## Tasks
1. Answer these questions about the gun legislation article:
(a) Besides the bill, what did Patrick announce plans to increase funding for?
(b) Where would the legislation require private gun sales to take place?
(c) How many weapon sales per licensed individual a month would licensed dealers be limited to?
2. In the gun legislation article, change "loophole" to "gap" and rewrite the passage from "Specifically, the bill" to "at gun shows.".

## Document text
Patrick Files Legislation to Tighten Gun Laws
The governor also announced that he will couple the bill with increased support for mental health services.
Hooking on to the national and local momentum to tighten gun laws in the wake of last month's school shootings in Connecticut, Gov. Deval Patrick introduced new legislation Wednesday that seeks to strengthen gun control. At the same time, he announced plans to increase funding for mental health services.
"I am encouraged by the palpable consensus in our Legislature that the time for action is now. All of us must pull in the same direction to bring about real change in this state and across the country," Patrick said in a press release.
Specifically, the bill seeks to:
- Enhance background checks by requiring the Commonwealth’s courts to transmit all relevant mental health records to the state's criminal justice information system so that the federal government could include this information in a national registry all states access before issuing gun licenses. This would bring the state into compliance with the National Instant Criminal Background Check System (NICS).
- Close an existing loophole in order to require gun purchasers to undergo background checks at gun shows.
- Reduce access to high-powered rounds of ammunition.
- Limit the number of weapon sales by licensed dealers to not more than one per licensed individual a month. Additionally, the legislation requires private gun sales to occur at the business of a licensed dealer so that the sale can be tracked electronically and prevents the furnishing of a machine gun to any person under the age of 21.

(Point localization records)

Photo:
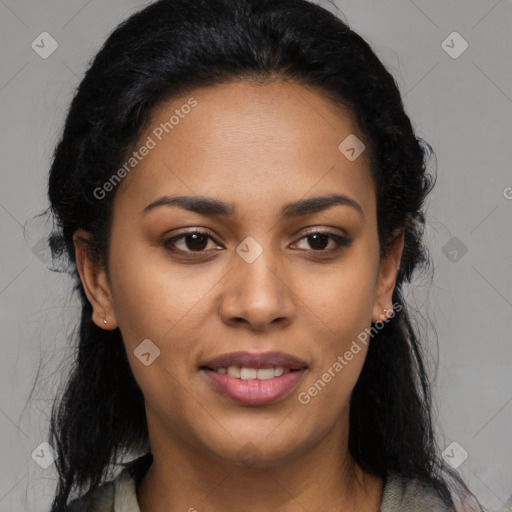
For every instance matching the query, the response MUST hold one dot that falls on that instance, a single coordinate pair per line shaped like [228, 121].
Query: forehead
[249, 142]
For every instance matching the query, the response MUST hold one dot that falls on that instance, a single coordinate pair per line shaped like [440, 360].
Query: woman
[239, 192]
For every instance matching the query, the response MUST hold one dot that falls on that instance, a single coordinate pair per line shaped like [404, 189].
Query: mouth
[254, 379]
[246, 373]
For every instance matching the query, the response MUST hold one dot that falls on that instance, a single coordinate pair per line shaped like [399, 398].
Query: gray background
[462, 106]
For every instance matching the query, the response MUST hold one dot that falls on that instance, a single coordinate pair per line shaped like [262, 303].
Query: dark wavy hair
[173, 47]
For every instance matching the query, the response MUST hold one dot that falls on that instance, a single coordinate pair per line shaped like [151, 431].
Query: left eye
[320, 238]
[195, 241]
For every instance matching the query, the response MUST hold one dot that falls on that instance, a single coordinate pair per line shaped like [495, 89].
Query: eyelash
[340, 242]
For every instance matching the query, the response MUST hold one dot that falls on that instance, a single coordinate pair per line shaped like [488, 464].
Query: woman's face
[256, 280]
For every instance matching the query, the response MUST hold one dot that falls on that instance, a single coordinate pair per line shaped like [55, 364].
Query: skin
[257, 146]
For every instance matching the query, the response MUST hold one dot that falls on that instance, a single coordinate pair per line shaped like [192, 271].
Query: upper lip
[255, 360]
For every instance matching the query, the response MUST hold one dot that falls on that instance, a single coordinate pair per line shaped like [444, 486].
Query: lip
[254, 391]
[255, 360]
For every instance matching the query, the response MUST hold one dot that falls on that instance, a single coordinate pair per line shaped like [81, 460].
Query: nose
[257, 295]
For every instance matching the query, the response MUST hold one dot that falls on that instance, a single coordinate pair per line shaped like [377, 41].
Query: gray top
[119, 495]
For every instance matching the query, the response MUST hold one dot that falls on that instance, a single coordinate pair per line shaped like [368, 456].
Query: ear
[388, 270]
[95, 282]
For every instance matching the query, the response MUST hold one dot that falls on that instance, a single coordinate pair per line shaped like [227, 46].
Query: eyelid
[340, 241]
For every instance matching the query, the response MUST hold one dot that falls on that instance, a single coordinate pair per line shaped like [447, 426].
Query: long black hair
[172, 47]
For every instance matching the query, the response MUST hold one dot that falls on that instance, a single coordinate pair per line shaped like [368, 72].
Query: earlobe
[388, 270]
[95, 282]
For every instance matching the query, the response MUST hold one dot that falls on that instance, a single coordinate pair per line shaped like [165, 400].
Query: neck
[325, 477]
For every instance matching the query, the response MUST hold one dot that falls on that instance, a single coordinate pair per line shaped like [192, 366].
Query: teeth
[252, 373]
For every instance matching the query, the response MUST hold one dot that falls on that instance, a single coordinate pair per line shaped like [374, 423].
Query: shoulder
[115, 495]
[403, 494]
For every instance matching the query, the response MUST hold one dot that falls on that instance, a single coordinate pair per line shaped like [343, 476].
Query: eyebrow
[210, 206]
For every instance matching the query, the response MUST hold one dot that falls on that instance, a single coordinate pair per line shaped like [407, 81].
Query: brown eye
[319, 241]
[193, 241]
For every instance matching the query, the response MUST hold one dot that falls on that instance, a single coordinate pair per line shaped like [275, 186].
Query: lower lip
[255, 391]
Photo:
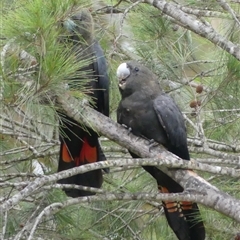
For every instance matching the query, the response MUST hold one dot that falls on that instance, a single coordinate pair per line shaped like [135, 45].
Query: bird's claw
[128, 128]
[152, 144]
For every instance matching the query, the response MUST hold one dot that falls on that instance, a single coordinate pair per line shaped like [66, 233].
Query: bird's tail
[76, 152]
[184, 218]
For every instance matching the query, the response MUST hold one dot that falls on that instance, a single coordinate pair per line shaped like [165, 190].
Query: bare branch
[191, 23]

## Answers for the exercise
1.
(a) Mental health services.
(b) At the business of a licensed dealer.
(c) Not more than one.

2.
Specifically, the bill seeks to:
- Enhance background checks by requiring the Commonwealth’s courts to transmit all relevant mental health records to the state's criminal justice information system so that the federal government could include this information in a national registry all states access before issuing gun licenses. This would bring the state into compliance with the National Instant Criminal Background Check System (NICS).
- Close an existing gap in order to require gun purchasers to undergo background checks at gun shows.